_Task prompt_
Write out the lines below verbatim, beginning with the line that contains "Teacher note: indicate the dark garden" and going on through the line that contains "point(125, 293)".

Raw records
>>>

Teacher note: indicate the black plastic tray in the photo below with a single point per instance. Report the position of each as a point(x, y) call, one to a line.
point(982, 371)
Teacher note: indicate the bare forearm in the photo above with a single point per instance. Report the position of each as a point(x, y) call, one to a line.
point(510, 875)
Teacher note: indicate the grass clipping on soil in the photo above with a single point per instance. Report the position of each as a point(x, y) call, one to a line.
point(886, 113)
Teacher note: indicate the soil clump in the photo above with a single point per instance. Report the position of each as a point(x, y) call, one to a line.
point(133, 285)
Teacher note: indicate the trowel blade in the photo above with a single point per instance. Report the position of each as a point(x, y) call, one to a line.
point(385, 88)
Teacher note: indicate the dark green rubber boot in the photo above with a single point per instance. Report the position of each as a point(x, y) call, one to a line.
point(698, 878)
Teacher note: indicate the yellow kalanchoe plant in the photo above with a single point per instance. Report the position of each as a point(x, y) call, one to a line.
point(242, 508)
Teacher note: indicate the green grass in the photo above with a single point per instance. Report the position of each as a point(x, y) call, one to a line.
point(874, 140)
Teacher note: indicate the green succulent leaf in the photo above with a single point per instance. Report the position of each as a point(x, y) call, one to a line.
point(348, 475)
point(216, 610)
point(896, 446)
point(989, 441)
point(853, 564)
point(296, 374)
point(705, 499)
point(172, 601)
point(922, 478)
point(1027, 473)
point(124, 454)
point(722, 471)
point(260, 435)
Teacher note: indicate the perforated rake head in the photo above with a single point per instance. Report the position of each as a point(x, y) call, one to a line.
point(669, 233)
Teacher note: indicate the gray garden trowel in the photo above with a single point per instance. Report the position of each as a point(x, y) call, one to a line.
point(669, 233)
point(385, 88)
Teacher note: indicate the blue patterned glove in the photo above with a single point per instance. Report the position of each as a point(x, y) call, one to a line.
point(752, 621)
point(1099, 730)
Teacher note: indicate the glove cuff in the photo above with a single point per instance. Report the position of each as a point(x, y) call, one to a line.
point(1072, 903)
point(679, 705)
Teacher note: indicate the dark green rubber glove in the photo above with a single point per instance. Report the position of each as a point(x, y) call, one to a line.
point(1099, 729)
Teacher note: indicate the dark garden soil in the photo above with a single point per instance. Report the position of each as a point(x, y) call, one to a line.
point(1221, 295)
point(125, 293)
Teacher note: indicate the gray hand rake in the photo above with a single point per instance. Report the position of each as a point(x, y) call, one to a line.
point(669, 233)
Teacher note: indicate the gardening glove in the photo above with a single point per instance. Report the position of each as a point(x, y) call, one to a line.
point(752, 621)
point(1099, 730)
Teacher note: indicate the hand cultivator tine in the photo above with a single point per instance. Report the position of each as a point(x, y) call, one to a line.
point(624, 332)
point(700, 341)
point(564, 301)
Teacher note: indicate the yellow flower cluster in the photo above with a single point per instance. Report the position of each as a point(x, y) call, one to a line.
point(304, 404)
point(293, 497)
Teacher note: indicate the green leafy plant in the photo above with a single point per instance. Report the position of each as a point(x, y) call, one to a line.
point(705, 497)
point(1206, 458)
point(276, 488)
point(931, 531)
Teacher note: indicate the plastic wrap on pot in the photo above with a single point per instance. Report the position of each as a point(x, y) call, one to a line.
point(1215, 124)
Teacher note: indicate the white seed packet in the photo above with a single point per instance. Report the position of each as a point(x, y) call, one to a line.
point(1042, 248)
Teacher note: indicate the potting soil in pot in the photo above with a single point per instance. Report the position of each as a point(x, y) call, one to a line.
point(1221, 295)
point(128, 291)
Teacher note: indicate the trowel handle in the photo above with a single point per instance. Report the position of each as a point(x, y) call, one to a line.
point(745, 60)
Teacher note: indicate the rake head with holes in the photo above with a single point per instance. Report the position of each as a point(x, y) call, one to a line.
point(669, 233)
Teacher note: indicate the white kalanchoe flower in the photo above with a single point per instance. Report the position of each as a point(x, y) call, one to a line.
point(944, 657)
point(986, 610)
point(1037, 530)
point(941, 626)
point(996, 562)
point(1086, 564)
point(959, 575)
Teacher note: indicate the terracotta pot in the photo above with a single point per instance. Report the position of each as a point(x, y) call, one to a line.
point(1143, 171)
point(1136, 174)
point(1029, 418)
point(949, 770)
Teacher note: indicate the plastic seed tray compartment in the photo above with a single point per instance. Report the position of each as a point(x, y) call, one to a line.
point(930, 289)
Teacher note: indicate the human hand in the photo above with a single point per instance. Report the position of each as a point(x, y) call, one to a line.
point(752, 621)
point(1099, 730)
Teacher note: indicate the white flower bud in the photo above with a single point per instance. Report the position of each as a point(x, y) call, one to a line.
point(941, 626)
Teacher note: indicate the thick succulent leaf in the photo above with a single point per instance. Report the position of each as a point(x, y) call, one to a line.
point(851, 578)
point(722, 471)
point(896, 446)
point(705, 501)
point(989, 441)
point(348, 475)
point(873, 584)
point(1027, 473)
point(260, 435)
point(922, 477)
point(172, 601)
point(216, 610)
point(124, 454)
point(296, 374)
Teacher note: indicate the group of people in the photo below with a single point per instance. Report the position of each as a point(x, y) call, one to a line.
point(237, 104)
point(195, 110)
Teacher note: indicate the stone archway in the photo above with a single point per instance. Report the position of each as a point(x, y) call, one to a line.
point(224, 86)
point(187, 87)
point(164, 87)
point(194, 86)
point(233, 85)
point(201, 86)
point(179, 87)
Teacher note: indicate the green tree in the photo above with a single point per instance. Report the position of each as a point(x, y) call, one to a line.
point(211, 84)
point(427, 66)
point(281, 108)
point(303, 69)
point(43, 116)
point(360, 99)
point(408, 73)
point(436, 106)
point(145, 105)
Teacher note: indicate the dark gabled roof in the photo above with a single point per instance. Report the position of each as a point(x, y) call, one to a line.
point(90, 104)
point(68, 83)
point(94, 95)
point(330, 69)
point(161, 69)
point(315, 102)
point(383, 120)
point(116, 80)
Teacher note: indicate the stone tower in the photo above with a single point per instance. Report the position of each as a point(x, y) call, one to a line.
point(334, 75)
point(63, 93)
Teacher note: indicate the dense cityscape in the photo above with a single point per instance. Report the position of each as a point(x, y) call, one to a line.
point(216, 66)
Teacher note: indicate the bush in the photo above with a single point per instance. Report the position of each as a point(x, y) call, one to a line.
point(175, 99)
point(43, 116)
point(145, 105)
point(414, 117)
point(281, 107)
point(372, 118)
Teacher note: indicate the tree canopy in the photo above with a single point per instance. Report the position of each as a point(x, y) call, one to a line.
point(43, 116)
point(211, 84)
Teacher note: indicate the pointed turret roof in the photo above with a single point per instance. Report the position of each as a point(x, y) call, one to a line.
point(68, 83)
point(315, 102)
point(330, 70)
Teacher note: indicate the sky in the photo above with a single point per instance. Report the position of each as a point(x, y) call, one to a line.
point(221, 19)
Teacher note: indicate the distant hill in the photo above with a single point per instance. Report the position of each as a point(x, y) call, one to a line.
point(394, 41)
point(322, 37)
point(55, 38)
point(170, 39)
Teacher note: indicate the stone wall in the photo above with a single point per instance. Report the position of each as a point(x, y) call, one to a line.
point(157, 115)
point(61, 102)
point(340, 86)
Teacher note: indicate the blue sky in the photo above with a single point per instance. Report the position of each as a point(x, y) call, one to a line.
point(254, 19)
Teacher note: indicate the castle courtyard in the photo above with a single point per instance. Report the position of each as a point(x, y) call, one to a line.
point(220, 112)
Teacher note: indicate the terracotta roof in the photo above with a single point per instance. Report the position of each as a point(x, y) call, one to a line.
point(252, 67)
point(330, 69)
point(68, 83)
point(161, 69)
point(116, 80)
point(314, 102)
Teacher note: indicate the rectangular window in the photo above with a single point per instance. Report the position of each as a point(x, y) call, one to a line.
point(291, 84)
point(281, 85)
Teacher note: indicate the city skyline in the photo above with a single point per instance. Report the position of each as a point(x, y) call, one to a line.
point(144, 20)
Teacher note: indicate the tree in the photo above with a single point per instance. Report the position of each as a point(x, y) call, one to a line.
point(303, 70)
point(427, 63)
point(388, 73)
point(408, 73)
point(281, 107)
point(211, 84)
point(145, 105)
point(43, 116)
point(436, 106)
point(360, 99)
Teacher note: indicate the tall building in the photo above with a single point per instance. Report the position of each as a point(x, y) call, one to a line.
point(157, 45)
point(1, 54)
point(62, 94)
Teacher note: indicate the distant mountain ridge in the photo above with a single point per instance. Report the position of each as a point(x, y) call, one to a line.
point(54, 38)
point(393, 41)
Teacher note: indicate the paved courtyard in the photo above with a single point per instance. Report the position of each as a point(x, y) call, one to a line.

<<<

_Task result_
Teacher note: indicate the dark garden soil in the photo above with a single point per instance. Report the position of each as a point(x, y) call, one to a line.
point(1221, 295)
point(125, 293)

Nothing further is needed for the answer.